Excerpted records Start Marker

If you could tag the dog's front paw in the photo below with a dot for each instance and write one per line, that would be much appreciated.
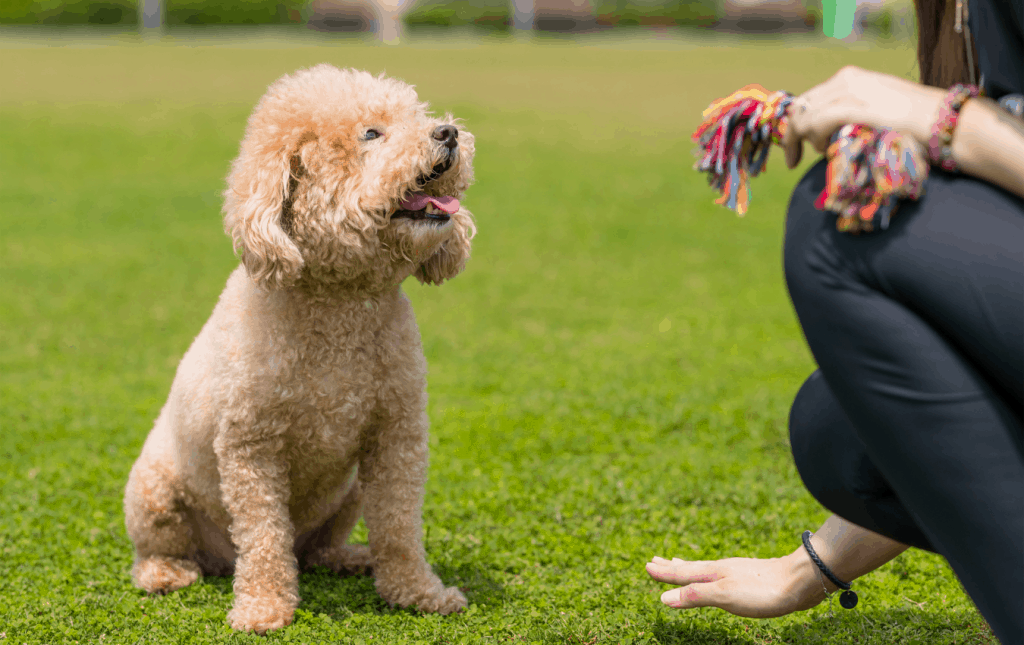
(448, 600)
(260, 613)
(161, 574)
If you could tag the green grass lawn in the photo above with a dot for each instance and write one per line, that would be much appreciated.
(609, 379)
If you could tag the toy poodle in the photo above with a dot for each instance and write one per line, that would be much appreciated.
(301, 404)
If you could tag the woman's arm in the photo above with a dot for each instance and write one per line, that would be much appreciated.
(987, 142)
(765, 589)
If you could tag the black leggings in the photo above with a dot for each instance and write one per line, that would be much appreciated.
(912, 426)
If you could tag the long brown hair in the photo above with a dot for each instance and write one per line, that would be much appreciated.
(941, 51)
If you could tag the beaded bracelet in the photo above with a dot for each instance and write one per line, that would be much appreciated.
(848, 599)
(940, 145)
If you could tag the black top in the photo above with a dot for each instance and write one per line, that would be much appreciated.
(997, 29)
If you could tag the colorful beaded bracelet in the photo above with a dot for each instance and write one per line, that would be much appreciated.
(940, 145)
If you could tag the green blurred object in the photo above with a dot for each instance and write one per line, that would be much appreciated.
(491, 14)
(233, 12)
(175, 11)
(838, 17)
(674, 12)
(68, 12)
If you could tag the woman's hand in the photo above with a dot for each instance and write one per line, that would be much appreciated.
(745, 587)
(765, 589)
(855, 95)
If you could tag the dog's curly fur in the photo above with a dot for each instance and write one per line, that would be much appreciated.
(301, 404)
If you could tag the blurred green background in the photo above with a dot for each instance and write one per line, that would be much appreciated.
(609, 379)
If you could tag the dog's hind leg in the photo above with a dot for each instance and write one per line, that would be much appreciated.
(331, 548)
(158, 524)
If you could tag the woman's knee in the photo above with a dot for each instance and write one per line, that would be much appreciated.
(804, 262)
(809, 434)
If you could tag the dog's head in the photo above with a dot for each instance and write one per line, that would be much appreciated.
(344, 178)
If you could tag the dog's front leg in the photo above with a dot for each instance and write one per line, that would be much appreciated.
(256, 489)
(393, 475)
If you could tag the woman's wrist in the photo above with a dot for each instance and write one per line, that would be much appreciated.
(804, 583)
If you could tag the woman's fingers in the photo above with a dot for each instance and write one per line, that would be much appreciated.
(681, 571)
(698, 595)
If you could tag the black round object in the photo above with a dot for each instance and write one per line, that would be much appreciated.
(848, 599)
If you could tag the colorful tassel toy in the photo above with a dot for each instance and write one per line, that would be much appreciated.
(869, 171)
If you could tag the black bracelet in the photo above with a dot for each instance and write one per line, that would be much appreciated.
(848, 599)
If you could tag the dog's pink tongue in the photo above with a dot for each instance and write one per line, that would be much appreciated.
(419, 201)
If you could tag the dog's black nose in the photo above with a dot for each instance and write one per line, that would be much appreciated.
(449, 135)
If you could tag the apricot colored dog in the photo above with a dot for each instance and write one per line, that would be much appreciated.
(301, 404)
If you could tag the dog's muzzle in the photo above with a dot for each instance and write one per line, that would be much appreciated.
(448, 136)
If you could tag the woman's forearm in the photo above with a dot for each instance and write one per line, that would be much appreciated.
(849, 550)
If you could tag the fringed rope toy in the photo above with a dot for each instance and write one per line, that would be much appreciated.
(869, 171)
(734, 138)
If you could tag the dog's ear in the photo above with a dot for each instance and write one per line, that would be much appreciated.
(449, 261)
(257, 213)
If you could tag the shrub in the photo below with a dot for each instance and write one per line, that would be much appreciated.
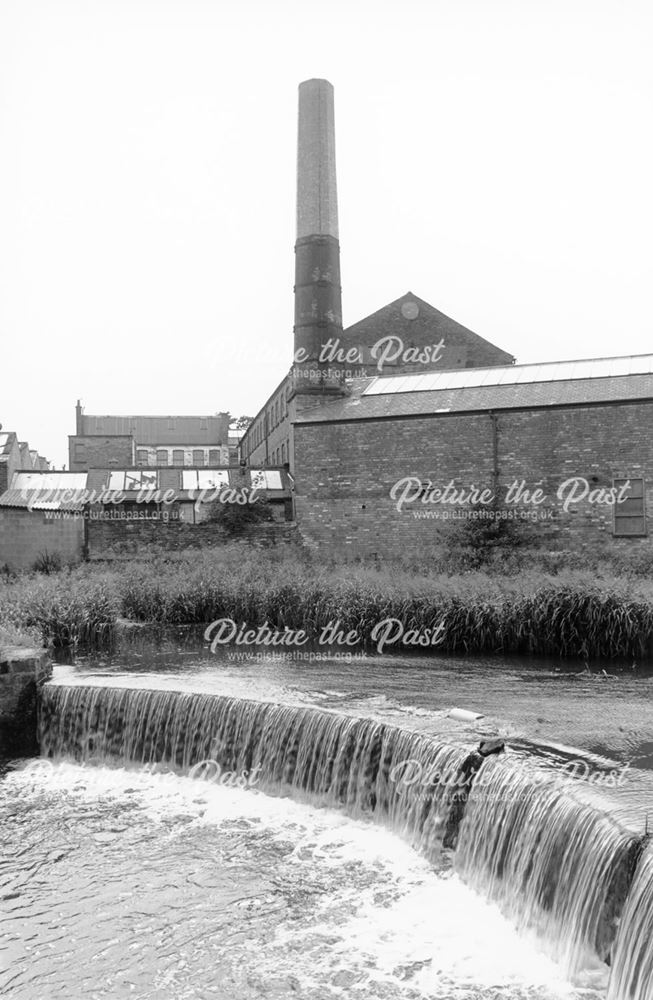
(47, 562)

Excerpted records End Marker
Excerpted records Start Marker

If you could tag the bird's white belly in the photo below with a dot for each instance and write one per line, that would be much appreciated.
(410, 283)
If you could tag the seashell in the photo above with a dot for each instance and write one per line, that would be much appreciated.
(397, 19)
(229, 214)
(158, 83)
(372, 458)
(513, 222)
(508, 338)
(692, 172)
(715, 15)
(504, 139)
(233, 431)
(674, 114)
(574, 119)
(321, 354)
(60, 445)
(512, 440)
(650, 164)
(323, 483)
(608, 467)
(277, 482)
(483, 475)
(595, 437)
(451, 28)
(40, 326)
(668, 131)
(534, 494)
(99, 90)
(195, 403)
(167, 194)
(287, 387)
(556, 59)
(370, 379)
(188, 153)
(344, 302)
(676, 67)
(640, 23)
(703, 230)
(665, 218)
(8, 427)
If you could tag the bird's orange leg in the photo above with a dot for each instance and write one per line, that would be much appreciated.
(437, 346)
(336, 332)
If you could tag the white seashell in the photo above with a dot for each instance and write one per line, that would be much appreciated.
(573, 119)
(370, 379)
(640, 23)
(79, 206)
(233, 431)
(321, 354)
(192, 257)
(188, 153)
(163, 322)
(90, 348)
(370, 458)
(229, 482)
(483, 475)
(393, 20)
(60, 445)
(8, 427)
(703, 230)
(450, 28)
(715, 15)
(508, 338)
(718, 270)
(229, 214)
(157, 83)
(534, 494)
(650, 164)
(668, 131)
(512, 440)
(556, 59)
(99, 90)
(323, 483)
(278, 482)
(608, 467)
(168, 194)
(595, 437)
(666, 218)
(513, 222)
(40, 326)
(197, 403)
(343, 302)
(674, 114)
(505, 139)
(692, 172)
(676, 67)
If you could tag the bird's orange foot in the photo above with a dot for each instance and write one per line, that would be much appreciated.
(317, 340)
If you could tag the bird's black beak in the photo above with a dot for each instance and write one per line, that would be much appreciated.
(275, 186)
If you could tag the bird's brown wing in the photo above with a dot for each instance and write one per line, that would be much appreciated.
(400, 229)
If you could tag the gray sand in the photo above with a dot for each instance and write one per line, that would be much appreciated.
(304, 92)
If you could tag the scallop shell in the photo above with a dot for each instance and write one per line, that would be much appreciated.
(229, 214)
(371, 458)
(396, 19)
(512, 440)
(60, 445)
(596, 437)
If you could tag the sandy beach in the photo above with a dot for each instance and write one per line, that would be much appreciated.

Excerpted records End Marker
Excerpted records Start Marker

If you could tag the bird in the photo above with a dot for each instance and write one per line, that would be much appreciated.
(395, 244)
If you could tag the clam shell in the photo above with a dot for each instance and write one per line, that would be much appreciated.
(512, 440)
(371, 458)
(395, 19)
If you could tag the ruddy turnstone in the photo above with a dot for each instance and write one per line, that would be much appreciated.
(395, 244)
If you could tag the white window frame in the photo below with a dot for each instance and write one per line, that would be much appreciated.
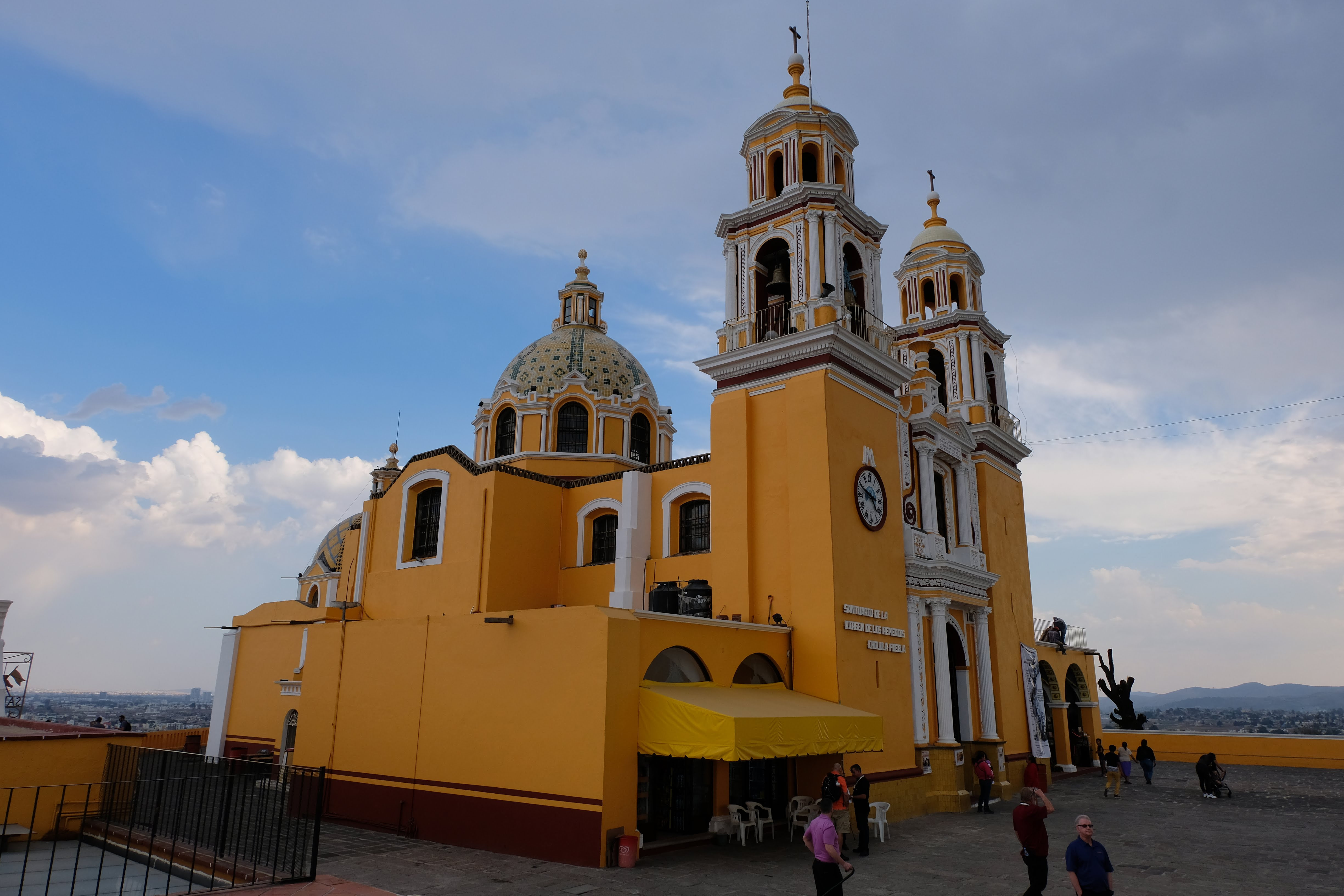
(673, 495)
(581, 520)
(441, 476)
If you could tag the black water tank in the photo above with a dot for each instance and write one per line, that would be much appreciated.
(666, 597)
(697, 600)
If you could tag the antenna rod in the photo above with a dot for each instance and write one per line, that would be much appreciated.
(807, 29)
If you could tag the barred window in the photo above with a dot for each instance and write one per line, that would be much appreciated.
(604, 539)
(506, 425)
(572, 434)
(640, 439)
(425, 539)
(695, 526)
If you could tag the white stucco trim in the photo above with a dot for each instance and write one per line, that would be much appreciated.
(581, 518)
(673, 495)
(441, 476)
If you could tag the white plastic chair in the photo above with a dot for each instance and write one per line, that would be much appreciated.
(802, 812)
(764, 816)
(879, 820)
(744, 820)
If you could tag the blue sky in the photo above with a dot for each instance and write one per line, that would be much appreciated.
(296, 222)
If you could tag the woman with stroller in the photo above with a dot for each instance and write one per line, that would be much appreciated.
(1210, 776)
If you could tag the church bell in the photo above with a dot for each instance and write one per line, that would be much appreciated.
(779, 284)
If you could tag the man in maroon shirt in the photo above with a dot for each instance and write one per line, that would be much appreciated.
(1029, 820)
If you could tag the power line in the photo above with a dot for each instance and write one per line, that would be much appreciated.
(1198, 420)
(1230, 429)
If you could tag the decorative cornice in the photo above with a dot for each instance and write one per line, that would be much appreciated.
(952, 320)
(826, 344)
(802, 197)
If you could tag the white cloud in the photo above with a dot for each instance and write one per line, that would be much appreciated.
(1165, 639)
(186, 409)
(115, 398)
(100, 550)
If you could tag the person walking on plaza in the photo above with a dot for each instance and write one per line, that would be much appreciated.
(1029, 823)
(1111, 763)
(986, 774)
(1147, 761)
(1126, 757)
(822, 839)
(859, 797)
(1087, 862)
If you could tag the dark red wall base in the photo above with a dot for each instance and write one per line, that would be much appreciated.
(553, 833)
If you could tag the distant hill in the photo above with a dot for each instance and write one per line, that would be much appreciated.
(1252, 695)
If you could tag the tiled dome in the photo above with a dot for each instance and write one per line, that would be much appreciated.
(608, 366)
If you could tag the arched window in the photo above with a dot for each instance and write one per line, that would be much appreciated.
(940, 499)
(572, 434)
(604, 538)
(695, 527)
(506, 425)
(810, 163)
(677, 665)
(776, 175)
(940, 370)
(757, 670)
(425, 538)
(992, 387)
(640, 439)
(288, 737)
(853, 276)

Excerpted records End Marker

_The task:_
Repeat exactly the lines of the listing above, from the one with "If you could tag the gray" down to the one with "If you could tag the sandy"; both of those lines belong in the range.

_Response to the exercise:_
If you could tag the gray sand in the photo above with a dot for each instance and write one per line, that would be much appreciated.
(304, 92)
If you could tag the scallop shell in the photo above with a dot for each instance and write one per line, that would be much appreciated.
(229, 214)
(371, 458)
(396, 19)
(512, 440)
(60, 445)
(596, 437)
If you could tag the sandy beach in the photo above with a dot for each instance and write one per line, that would be much appreciated.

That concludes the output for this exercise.